**Tasks for this exercise**:
**A.** Print the passage of the world building workshop text that opens with the words containing "W is for World" and closes with "and what's different?".
**B.** Carry on the world building workshop text from the point where it stops.
(Text under study Opens)
Apr 26, 2012

W is for World Building Workshop

Build an amazing world for your story
Today I'm sharing a creative writing workshop I run for kids. It's on World Building and this is an important part of science fiction and fantasy stories. You can follow along and write up your own responses, or you can use the worksheet we use in class. It can be downloaded and printed from here:

I've broken this workshop into two parts, the lists and the drawing. You can do either first, I love the lists, my kids will probably want to draw theirs first. 

 Step 1: The Written World Description
  • Binaries and Parallels - What's the same as our world and what's different?
  • Temperature - Is it below freezing or really humid? The temperature of your world will affect the type of vegetation you have, and even the action that can take place (imagine The Wizard of Oz without a tornado). Is your weather seasonal or is it always like this?
  • Landscape - When your character stands still, what can they see and how far can they see? Can they see Mountains, ranges, hills or a horizon?
(Text under study Closes)
(Data to examine Opens)
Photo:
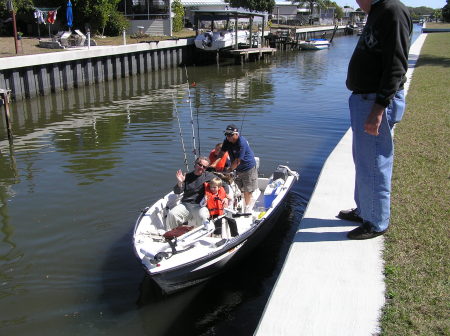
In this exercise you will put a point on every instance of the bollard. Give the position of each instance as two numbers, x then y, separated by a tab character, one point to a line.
5	100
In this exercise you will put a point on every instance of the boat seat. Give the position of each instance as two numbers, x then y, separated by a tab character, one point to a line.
178	231
172	235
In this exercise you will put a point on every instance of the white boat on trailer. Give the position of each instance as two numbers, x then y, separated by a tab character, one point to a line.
189	254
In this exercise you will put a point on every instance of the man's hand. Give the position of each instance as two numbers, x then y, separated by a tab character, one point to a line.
373	122
180	177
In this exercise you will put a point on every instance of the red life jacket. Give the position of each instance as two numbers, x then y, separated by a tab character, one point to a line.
215	202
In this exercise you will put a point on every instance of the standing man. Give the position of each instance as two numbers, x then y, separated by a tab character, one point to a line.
243	160
376	74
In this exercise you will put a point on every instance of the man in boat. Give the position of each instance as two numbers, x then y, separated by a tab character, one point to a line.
376	74
192	187
223	163
242	160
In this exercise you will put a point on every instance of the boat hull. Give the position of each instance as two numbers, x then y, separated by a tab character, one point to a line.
318	44
199	254
203	270
215	41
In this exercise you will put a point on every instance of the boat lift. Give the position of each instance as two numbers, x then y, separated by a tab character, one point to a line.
227	15
231	14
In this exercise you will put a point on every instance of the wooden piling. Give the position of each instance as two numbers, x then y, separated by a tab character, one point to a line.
5	96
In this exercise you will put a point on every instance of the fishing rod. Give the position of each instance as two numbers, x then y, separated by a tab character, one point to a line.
181	133
192	116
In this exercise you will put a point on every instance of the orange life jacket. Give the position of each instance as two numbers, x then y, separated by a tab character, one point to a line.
214	203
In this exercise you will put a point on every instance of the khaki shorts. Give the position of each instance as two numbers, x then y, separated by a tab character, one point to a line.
247	180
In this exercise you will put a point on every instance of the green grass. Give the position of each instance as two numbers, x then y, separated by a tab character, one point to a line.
417	250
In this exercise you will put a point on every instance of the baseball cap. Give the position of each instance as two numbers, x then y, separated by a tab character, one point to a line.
231	129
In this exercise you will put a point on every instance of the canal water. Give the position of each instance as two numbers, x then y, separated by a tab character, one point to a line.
84	162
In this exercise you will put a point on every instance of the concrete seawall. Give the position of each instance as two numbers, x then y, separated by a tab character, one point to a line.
41	74
330	285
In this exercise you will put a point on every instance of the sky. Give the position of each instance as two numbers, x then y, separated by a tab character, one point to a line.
410	3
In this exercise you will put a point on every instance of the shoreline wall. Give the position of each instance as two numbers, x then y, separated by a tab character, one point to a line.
42	74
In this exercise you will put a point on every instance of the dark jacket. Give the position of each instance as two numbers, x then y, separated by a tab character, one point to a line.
380	60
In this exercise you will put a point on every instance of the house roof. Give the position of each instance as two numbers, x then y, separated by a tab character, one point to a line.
189	3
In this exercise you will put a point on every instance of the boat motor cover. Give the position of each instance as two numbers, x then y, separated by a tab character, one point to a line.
281	172
178	231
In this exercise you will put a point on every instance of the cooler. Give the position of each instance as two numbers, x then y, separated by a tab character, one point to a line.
272	190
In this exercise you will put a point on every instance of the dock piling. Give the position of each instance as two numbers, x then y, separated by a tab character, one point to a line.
5	98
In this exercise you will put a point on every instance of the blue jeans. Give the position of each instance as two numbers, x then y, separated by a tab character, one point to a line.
373	157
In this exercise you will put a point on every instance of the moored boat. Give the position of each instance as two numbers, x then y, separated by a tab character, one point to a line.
219	40
190	254
314	44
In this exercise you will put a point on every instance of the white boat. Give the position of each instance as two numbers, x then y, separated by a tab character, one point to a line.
190	254
218	40
315	44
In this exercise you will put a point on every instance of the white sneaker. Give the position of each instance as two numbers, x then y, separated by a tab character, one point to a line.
207	225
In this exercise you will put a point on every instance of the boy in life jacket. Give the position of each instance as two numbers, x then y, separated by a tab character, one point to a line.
216	200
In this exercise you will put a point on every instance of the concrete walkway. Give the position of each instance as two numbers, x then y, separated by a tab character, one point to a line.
330	285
(Data to examine Closes)
**Answers to each task**:
**A.**
W is for World Building Workshop

Build an amazing world for your story
Today I'm sharing a creative writing workshop I run for kids. It's on World Building and this is an important part of science fiction and fantasy stories. You can follow along and write up your own responses, or you can use the worksheet we use in class. It can be downloaded and printed from here:

I've broken this workshop into two parts, the lists and the drawing. You can do either first, I love the lists, my kids will probably want to draw theirs first. 

 Step 1: The Written World Description
  • Binaries and Parallels - What's the same as our world and what's different?

**B.**
  • Ground cover - Dirt, rocks, pebbles, sand, grass or snow? How does it feel to walk under your character's feet? What sound is made when they walk on it?
  • Vegetation - Tree varieties, weeds, shrubs, edible fruits, mushrooms and flowers. This can create scents and colour to your story. Plants are used for more than shelter and food. Sometimes they can be medicines and sometimes they are just for enjoyment. Do your characters like to pick flowers? Or maybe there's a plant like tobbacco that they smoke? And maybe it's not good for them and they find out they could die from it. Maybe some yummy looking berries are poisonous.
Now beyond the ground.
  • Laws of Physics - Will your land obey them? Is there gravity? How might this affect your characters?
  • Sun/Moon/Stars - What is the natural light like or what alternatives are there for light? Does sun or moon or stars play a role in your character's religion?
  • Civilisation - Is your world built up or entirely natural? Are there pathways, roads, houses, airports, industry?
Step 2 - Drawing
  • Draw rough maps of the entire area and show how your different locations meet up.
  • Draw up an outline of each town, where are the homes, the shops, the tavern, etc.
  • Then go wild and paint or sketch lots of views of your world, be as artistic as you want!
Want to visuaslise your world but don't have crayon skills?
  • Make a virtual world in a game like Sims3 or Second Life or perhaps you can suggest one?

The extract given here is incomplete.